Nosso reencontro foi difícil a princípio. Me bater contra as águas do mar soava como o único jeito de avançar as distâncias que separavam meu corpo do ponto de chegada desejado. Mas quanto mais força fazia, menos conseguia sair do canto. Em pouco tempo cansava, o que me fez questionar inúmeras vezes se se tratava de uma questão de preparo físico ou se, de fato, meu esquema corporal não fora feito para o nado – ser mais de terra do que de água.
Foram longos meses tentando mudar o movimento das braçadas, a angulação de entrada da mão, o ritmo da respiração e outros tantos detalhes que se mostraram pouco úteis. Havia algo que não conseguia “entender” na relação com o mar, impedindo-me de ganhar autonomia e de evoluir nas distâncias percorridas.
Certo dia, no entanto, vi uma dupla cruzando, lado a lado, o intervalo entre os espigões da Rui Barbosa e da João Cordeiro, para retornar, em seguida, ao ponto inicial. Iam sem ajuda da boia, impulsionados pela confiança de que nada os impediria de cumprir o percurso determinado.
A impressão é de que não faziam força, pois seus corpos deslizavam fluídos, em um ritmo moderado, mas constante, jogando-se para frente a cada nova braçada. Assisti à cena após mais um de meus “voos de galinha”, em que nadava intensamente, batendo braços e pernas a todo vapor, para, em seguida, parar durante longos minutos, retomando o fôlego.
Além de o sal tornar a água mais densa e, portanto, pesada, o mar tem movimento próprio, causado pelas ondas e pelos ventos que varrem a superfície, produzindo marolas que fazem da respiração uma atividade desafiadora. Mas lá estavam eles, atravessando, braçada a braçada, uma distância que a mim parecia impossível. O que estava fazendo de errado?
Além das mãos que entravam suaves na água, percebi que mal batiam as pernas, movimento fundamental, quando se nadava em águas paradas, para manter a flutuação do corpo, mas aparentemente dispensável em mar aberto. Em resumo, enquanto a dupla adaptava o corpo e os movimentos às condições marítimas, com uma arrogância ansiosa, eu buscava vencer o mar pela força, fracassando a cada nova tentativa.
Fazendo as pazes com o mar
“Se quiser nadar bem, preciso me tornar um com as águas”. Submerso nessa ideia, esperei a chegada do próximo domingo e, mesmo cansado do dia anterior, quando me uni à massa para gritar aos quatro ventos “Fora, Bolsonaro!”, fui despertado pela expectativa de colocar a teste minha intuição. Era preciso fazer as pazes com o mar, por haver lhe faltado com o respeito. Por isso, antes da primeira braçada, saudei-o silenciosamente, e fui entrando devagarinho, ambientando-me com a temperatura e sentindo o movimento das ondas que, naquele dia, mal chegavam a se formar.

::::

## Verifique sua compreensão
**A)** Substitua "espigões" por "molhes" no trecho que vai de "Certo dia, no" até "retomando o fôlego." do relato sobre o nado no mar e reproduza esse trecho.
**B)** Segundo o relato sobre o nado no mar, por que a respiração se torna uma atividade desafiadora no mar?
**C)** Prossiga o relato sobre o nado no mar a partir do ponto em que ele termina.

::::

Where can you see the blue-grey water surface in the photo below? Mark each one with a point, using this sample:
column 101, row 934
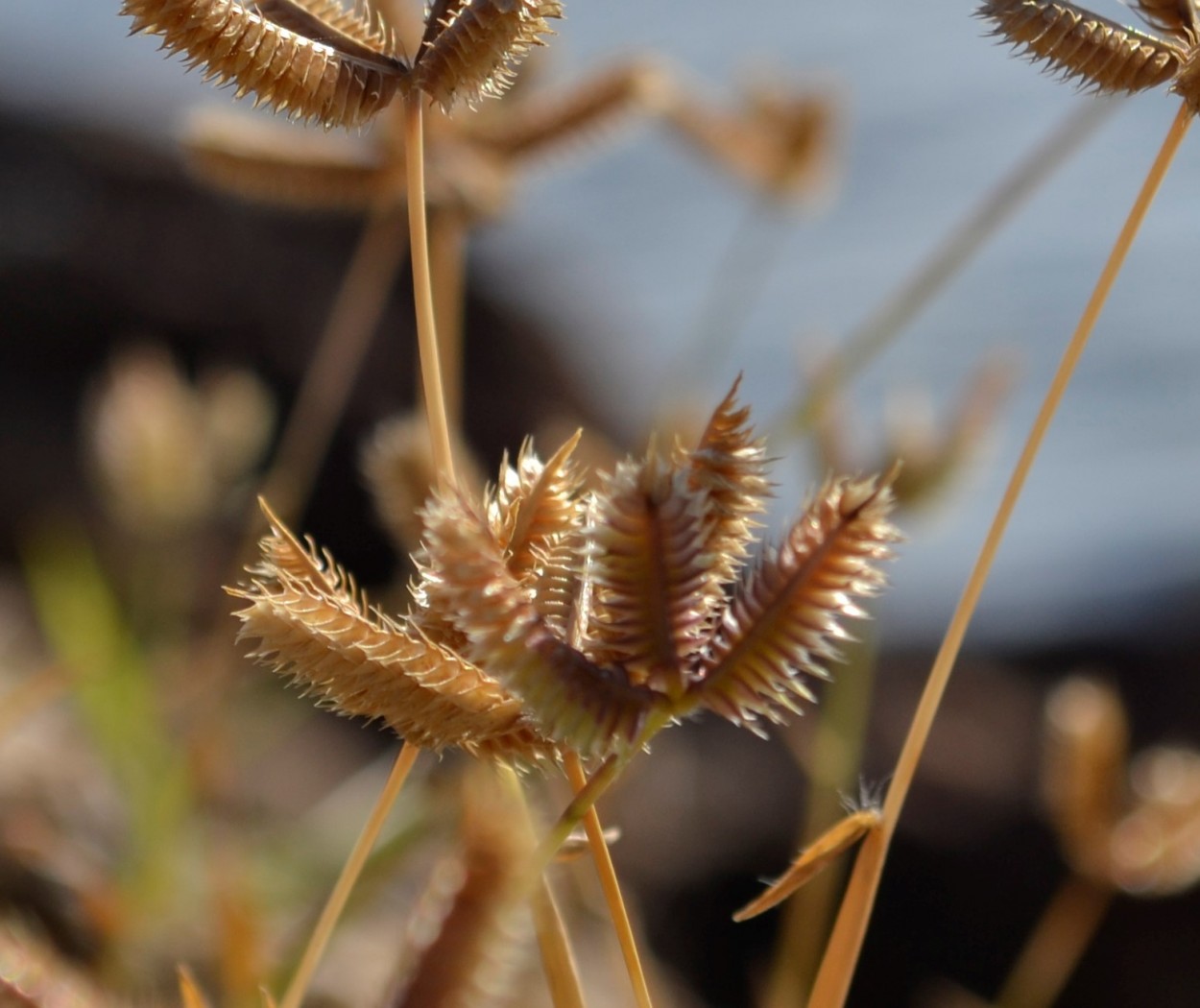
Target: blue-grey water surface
column 624, row 244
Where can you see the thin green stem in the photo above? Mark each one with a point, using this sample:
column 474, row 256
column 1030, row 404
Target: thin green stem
column 350, row 873
column 609, row 882
column 841, row 955
column 422, row 289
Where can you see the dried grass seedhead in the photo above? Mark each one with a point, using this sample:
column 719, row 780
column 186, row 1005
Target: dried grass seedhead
column 335, row 73
column 659, row 623
column 1133, row 827
column 546, row 614
column 317, row 628
column 1100, row 54
column 321, row 61
column 167, row 452
column 471, row 47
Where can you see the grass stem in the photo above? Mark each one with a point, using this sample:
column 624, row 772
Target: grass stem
column 1056, row 945
column 878, row 330
column 350, row 873
column 422, row 291
column 609, row 882
column 841, row 955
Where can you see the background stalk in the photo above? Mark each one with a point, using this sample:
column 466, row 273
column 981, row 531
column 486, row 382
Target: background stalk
column 350, row 873
column 845, row 945
column 334, row 368
column 609, row 882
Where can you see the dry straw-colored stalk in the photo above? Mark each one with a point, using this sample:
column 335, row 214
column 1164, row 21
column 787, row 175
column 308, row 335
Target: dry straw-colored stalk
column 1012, row 18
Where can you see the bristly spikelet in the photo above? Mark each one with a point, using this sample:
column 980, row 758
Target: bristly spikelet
column 316, row 628
column 601, row 617
column 1080, row 46
column 590, row 708
column 339, row 80
column 471, row 47
column 786, row 618
column 654, row 580
column 278, row 166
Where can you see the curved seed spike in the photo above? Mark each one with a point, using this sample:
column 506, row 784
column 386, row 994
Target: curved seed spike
column 1179, row 17
column 315, row 627
column 283, row 167
column 653, row 576
column 786, row 618
column 547, row 510
column 286, row 71
column 471, row 47
column 469, row 936
column 593, row 709
column 1080, row 46
column 812, row 860
column 730, row 465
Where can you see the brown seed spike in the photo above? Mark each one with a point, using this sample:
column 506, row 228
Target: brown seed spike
column 730, row 464
column 1080, row 46
column 315, row 627
column 785, row 620
column 1179, row 17
column 652, row 574
column 310, row 80
column 471, row 47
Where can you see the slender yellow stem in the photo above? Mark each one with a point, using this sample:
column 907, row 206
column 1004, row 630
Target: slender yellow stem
column 335, row 364
column 447, row 245
column 350, row 873
column 878, row 330
column 841, row 955
column 1055, row 946
column 422, row 291
column 557, row 960
column 831, row 764
column 603, row 859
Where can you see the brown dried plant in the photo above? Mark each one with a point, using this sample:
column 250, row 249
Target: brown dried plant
column 1045, row 30
column 548, row 619
column 1102, row 54
column 468, row 937
column 322, row 62
column 1124, row 826
column 934, row 455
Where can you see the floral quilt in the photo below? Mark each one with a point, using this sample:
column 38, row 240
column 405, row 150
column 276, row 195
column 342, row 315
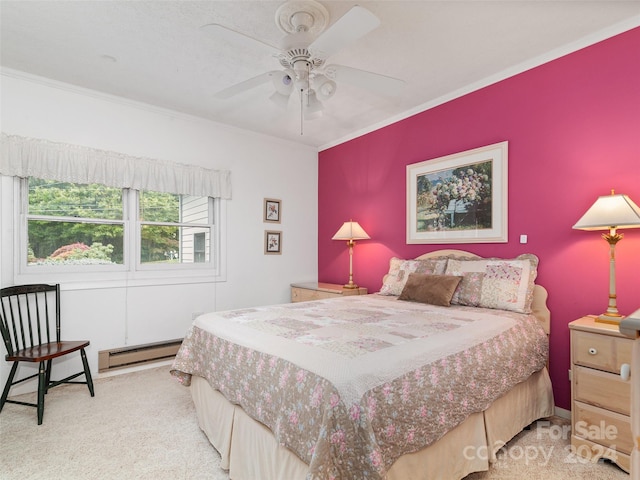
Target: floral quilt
column 351, row 384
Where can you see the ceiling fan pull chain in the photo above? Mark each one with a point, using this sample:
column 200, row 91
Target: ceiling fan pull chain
column 301, row 112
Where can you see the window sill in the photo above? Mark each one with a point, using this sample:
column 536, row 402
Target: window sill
column 93, row 281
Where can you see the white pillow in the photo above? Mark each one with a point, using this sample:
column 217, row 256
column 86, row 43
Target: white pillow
column 504, row 284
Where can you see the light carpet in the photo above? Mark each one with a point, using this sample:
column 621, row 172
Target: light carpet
column 143, row 425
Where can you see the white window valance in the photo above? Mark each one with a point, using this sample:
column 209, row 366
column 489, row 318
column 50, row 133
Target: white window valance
column 32, row 157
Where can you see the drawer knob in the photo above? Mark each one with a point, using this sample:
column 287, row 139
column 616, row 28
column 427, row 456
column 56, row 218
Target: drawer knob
column 625, row 371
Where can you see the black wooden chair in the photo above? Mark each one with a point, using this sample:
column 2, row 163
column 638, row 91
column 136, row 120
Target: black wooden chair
column 27, row 317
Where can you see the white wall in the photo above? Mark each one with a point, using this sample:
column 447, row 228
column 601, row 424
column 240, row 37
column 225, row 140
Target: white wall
column 260, row 167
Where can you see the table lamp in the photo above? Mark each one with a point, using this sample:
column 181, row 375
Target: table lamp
column 611, row 212
column 351, row 231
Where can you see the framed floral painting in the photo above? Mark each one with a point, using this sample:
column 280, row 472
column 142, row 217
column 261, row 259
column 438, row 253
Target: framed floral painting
column 272, row 243
column 459, row 198
column 272, row 209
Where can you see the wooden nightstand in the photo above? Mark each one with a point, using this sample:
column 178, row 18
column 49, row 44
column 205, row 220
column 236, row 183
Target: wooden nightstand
column 600, row 399
column 302, row 292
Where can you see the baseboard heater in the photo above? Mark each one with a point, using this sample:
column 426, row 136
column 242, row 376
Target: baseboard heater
column 137, row 355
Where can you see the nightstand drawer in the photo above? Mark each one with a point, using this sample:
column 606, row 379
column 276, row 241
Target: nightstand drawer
column 603, row 427
column 603, row 389
column 603, row 352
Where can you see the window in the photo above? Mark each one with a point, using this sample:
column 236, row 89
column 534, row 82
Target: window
column 78, row 227
column 74, row 224
column 169, row 226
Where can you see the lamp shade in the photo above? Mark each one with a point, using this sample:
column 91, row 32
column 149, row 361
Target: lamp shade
column 610, row 211
column 351, row 231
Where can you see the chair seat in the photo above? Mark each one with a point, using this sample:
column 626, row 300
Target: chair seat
column 46, row 351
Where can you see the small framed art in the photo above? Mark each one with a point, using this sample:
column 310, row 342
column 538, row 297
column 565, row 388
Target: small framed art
column 459, row 198
column 272, row 243
column 272, row 210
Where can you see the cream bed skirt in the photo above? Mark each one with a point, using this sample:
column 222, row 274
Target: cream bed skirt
column 249, row 450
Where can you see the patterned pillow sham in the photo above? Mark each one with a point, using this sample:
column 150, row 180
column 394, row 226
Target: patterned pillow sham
column 399, row 271
column 431, row 289
column 504, row 284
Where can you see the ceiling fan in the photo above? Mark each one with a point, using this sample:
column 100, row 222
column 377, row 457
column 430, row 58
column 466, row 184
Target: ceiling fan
column 303, row 52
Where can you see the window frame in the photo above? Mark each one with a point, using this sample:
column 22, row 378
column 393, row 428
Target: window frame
column 132, row 271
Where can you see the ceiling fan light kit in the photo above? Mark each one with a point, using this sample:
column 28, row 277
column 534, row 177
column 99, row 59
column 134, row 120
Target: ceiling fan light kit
column 303, row 52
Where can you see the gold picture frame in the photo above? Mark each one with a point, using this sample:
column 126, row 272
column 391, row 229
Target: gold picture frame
column 272, row 242
column 272, row 210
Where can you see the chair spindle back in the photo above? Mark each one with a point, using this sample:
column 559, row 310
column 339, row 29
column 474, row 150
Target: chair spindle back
column 26, row 315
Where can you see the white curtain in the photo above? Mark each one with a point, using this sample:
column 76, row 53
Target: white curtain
column 32, row 157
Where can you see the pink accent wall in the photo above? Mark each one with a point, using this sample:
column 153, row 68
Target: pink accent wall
column 573, row 127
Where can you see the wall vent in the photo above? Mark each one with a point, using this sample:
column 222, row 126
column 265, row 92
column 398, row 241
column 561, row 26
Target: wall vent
column 137, row 355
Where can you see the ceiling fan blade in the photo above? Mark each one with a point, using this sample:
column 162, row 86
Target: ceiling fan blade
column 220, row 32
column 354, row 24
column 375, row 82
column 244, row 86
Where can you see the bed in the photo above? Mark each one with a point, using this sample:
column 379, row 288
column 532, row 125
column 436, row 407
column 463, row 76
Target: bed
column 382, row 386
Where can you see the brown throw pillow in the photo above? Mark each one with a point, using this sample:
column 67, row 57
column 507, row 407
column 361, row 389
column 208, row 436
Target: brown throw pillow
column 431, row 289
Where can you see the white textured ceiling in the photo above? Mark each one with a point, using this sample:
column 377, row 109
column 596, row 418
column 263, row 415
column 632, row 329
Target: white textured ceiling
column 154, row 52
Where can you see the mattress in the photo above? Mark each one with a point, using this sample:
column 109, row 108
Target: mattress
column 351, row 386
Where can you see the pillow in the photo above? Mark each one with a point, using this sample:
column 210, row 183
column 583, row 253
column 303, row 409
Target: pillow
column 505, row 284
column 431, row 289
column 469, row 290
column 399, row 271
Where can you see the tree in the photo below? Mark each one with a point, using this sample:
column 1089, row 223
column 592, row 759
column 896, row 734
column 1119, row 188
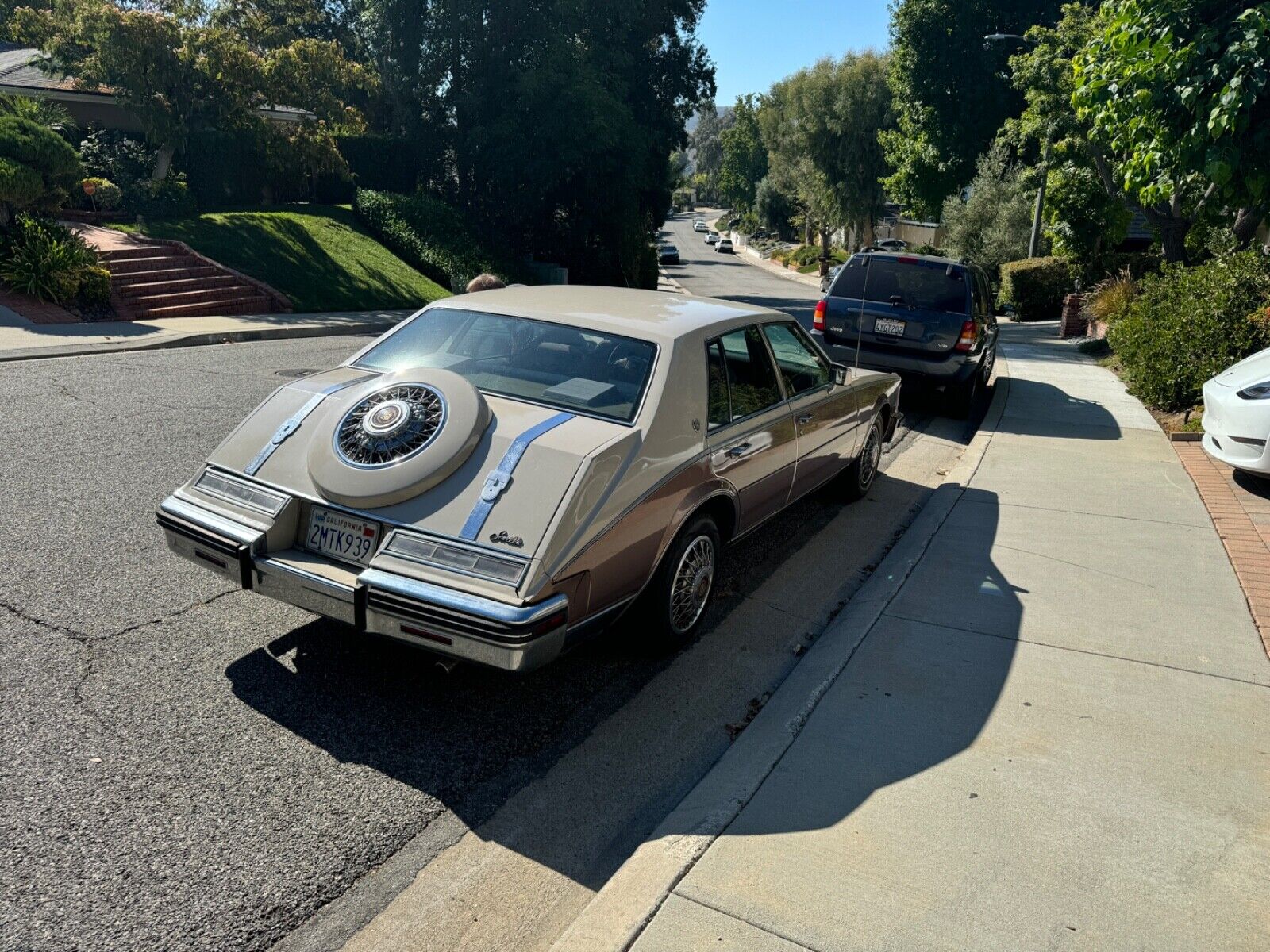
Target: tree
column 994, row 224
column 745, row 156
column 1175, row 99
column 705, row 141
column 952, row 94
column 822, row 127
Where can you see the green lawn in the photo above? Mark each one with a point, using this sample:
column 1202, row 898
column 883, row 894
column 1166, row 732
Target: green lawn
column 318, row 255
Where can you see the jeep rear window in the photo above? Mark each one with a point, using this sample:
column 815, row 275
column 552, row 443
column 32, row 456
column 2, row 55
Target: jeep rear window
column 572, row 368
column 927, row 286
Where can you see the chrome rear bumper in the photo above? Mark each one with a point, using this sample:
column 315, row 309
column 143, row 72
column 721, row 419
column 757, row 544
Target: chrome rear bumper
column 512, row 638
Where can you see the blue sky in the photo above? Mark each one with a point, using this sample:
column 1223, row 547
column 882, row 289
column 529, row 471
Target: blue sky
column 757, row 42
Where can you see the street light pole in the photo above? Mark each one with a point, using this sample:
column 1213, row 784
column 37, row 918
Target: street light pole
column 1034, row 241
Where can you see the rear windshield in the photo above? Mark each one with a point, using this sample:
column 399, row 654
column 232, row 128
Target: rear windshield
column 924, row 285
column 518, row 357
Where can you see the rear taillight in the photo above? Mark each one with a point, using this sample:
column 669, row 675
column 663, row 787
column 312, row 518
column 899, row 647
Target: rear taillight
column 969, row 334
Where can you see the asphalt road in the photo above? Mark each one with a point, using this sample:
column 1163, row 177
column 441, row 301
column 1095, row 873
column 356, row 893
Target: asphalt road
column 187, row 766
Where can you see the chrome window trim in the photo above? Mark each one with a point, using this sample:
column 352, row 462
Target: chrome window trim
column 482, row 551
column 251, row 484
column 476, row 606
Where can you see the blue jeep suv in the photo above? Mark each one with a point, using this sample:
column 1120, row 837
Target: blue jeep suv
column 914, row 315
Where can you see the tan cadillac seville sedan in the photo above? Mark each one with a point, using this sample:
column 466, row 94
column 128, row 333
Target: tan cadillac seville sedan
column 507, row 471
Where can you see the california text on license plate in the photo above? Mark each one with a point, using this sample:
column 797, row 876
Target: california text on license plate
column 342, row 536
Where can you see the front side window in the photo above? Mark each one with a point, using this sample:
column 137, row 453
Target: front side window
column 603, row 374
column 802, row 365
column 752, row 385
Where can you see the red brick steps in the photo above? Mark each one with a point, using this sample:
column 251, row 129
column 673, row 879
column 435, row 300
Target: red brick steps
column 167, row 279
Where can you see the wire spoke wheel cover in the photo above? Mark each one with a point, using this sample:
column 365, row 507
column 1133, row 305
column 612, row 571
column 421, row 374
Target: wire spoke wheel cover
column 870, row 457
column 395, row 437
column 690, row 589
column 391, row 425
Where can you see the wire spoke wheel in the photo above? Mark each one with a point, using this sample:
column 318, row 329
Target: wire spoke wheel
column 870, row 457
column 690, row 589
column 391, row 425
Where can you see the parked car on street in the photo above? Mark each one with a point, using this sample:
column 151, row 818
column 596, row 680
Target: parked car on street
column 921, row 315
column 503, row 474
column 1237, row 416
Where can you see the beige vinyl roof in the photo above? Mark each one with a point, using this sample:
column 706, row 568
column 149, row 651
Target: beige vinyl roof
column 653, row 315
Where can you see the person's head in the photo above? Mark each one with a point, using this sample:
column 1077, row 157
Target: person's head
column 484, row 282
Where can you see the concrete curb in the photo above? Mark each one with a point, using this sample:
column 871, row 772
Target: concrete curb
column 624, row 907
column 163, row 342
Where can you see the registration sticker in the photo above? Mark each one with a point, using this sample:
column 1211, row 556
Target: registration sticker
column 342, row 536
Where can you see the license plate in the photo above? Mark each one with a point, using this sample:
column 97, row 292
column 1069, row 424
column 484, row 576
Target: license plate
column 342, row 536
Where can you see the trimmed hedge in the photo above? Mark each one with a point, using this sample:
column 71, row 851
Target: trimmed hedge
column 389, row 163
column 1189, row 324
column 1035, row 287
column 431, row 235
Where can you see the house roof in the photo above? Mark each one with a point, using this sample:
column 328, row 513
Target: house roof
column 19, row 69
column 21, row 73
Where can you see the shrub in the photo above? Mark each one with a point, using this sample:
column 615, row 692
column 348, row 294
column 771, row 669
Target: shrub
column 1035, row 287
column 169, row 198
column 1187, row 324
column 94, row 286
column 1110, row 300
column 429, row 235
column 37, row 167
column 806, row 254
column 44, row 259
column 107, row 196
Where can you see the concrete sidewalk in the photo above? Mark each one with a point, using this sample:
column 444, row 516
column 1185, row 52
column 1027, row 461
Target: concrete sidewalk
column 1041, row 724
column 23, row 340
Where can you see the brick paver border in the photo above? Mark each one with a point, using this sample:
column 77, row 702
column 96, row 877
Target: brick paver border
column 1242, row 520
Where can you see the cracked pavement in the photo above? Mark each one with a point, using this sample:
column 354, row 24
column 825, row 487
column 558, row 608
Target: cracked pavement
column 188, row 766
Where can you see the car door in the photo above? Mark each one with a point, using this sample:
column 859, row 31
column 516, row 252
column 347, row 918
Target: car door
column 751, row 435
column 826, row 414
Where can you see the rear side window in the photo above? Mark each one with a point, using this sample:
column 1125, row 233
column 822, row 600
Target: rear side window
column 905, row 282
column 751, row 376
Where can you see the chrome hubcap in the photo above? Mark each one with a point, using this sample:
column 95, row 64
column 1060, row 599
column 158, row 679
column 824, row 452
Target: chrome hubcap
column 692, row 581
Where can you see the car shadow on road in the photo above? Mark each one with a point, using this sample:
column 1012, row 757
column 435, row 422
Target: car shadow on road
column 474, row 738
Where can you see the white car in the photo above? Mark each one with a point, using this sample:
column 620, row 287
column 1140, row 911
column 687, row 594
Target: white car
column 1237, row 414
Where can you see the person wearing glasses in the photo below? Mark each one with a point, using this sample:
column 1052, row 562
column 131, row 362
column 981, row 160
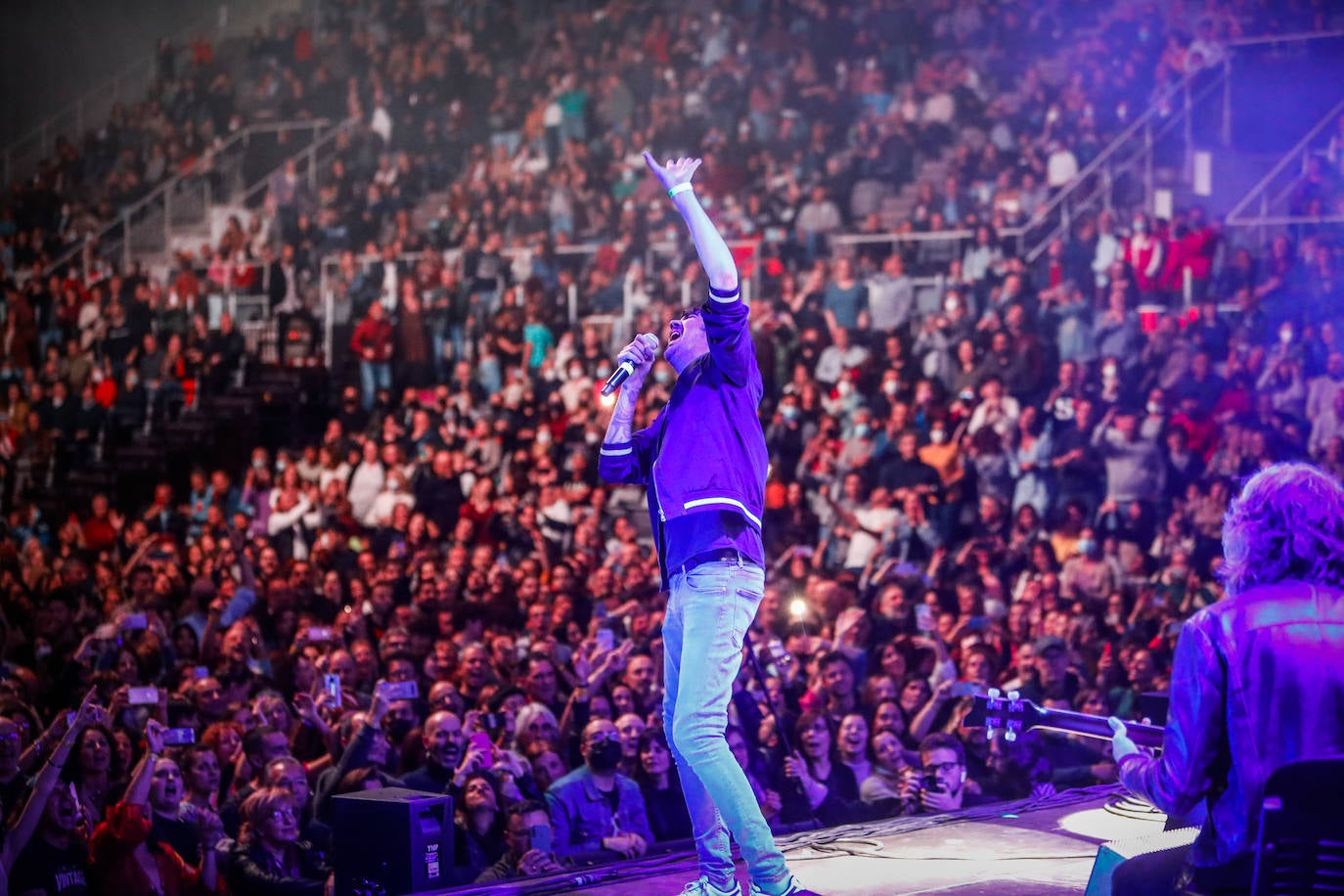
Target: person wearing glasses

::::

## Respostas das tarefas
**A)**
Certo dia, no entanto, vi uma dupla cruzando, lado a lado, o intervalo entre os molhes da Rui Barbosa e da João Cordeiro, para retornar, em seguida, ao ponto inicial. Iam sem ajuda da boia, impulsionados pela confiança de que nada os impediria de cumprir o percurso determinado.
A impressão é de que não faziam força, pois seus corpos deslizavam fluídos, em um ritmo moderado, mas constante, jogando-se para frente a cada nova braçada. Assisti à cena após mais um de meus “voos de galinha”, em que nadava intensamente, batendo braços e pernas a todo vapor, para, em seguida, parar durante longos minutos, retomando o fôlego.

**B)** Porque o mar tem movimento próprio, causado pelas ondas e pelos ventos que varrem a superfície. Esse movimento produz marolas que dificultam a respiração.

**C)**
Nadei sem pressa. Ainda usando a boia, jogava um braço após o outro no crawl, mais ocupado com o ritmo do que com a força ou a velocidade. As penas mal se mexiam, acionadas apenas para ajudar a estabelecer uma linha paralela ao espigão. E, para minha surpresa, embora sem gerar a mesma potência de antes, o corpo começou a deslizar suave, impulsionado mais pela puxada da mão do que pela propulsão dos membros inferiores.
Ao invés de respirar de lado como fazia nas piscinas, preferi levantar a cabeça frontalmente, de modo a que pudesse buscar com os olhos algum ponto de referência que ajudasse a manter o nado retilíneo, economizando energia. Embora ainda tivesse que parar algumas vezes, nadava com um conforto que até então não havia experimentado.Nas paradas para tomar fôlego, cercado pelas águas verdes que refletiam o sol intenso, comecei a agradecer. Eu estava vivo.
Mesmo diante de tantas incertezas e apesar das injustiças que fazem desse direito tão primordial um privilégio, enchi-me de alegria pela chance de estar ali, naquele momento, aninhado nos braços de Iemanjá, orixá que guardava o terreiro de minha avó, a quem revejo a cada novo encontro com o mar. Nessa vida que anda tão triste, debaixo do vasto azul, interrompido apenas por algumas poucas nuvens brancas, lembrei-me de um verso da canção Lençóis, de Luedji Luna: “E eu não me sinto só, na imensidão do céu”. Guiado pelas águas de Iemanjá, continuei. Não estava mais só.